* _Extract_
>>>

US Family Planning Non-Profit MFHS Confirms Ransomware Attack


US-based health and human services organization Maternal & Family Health Services (MFHS) has reported being hit by a ransomware attack.

The non-profit made the announcement on Thursday, saying its systems were compromised between August 21, 2021, and April 4, 2022.

An investigation launched in April last year revealed the attack may have exposed sensitive information to an unauthorized individual.

This personal information included names, addresses, dates of birth, social security numbers, driver’s license numbers and financial account/payment card information. Also, usernames and passwords, medical information and/or health insurance information.

Despite the attacks occurring roughly a year ago, MFHS started issuing letters to potentially impacted individuals only on January 3, 2023.

“This latest breach […] highlights the fact that HIPAA and HITECH are not sufficient to protect patient privacy,” warned SafeBreach CISO Avishai Avivi.

“Another worrying sign is that it took almost eight months from the discovery of the breach before the organization started reaching out to individuals potentially impacted.”

Avivi added he believes regulations must be tightened to follow the lead from the financial industry.

“This includes shorter notification windows, as well as stronger defenses. The fact that a ransomware attack was able to impact patient data would indicate that Maternal & Family Health did not validate their controls against such attacks.”

Writing in a press release, MFHS CEO Maria Montoro Edwards said the non-profit took the protection of patients’ and employees’ personal information seriously.

“We understand the inconvenience or concern this incident may cause and are committed to strengthening our systems’ security to prevent this kind of incident from happening again.”

The organization is also offering credit monitoring and identity theft protection services to individuals whose Social Security number or financial account/payment card information may have been involved in the incident.

“The patients will not only need credit monitoring but also [to] be vigilant in emails they receive, making sure they understand what to look for in the links for emails,” James McQuiggan, security awareness advocate at KnowBe4, told Infosecurity.

“If it’s an email they’re not expecting, and even if they know the person, they should take great care in checking the links to avoid their cyber-attack.”

The disclosure of the attack comes weeks after the ransomware group known as Royal was exposed targeting healthcare organizations in the US.

<<<

* _Source material_
>>>

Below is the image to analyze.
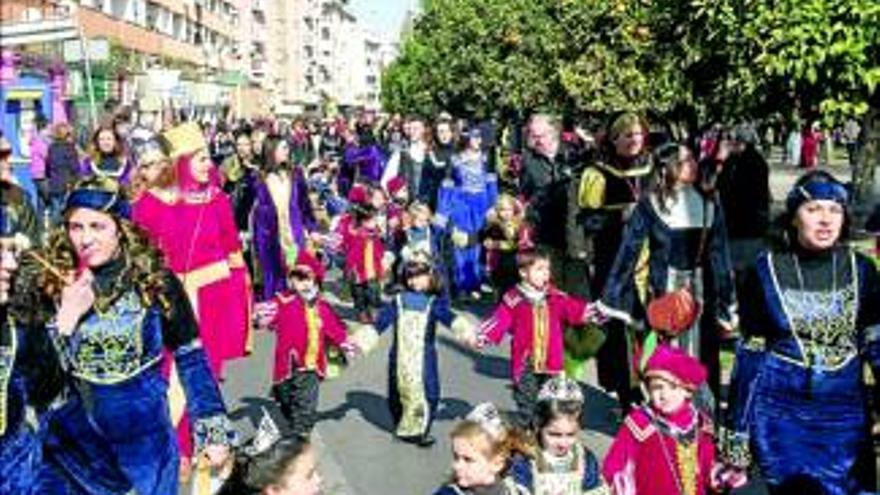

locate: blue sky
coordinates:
[349,0,419,35]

<<<

* _Exercise objective_
Reproduce the article on the MFHS ransomware attack word for word, starting at "US-based health and" and continuing up to and including "January 3, 2023.". The listing isn't needed for this.

* _Expected output_
US-based health and human services organization Maternal & Family Health Services (MFHS) has reported being hit by a ransomware attack.

The non-profit made the announcement on Thursday, saying its systems were compromised between August 21, 2021, and April 4, 2022.

An investigation launched in April last year revealed the attack may have exposed sensitive information to an unauthorized individual.

This personal information included names, addresses, dates of birth, social security numbers, driver’s license numbers and financial account/payment card information. Also, usernames and passwords, medical information and/or health insurance information.

Despite the attacks occurring roughly a year ago, MFHS started issuing letters to potentially impacted individuals only on January 3, 2023.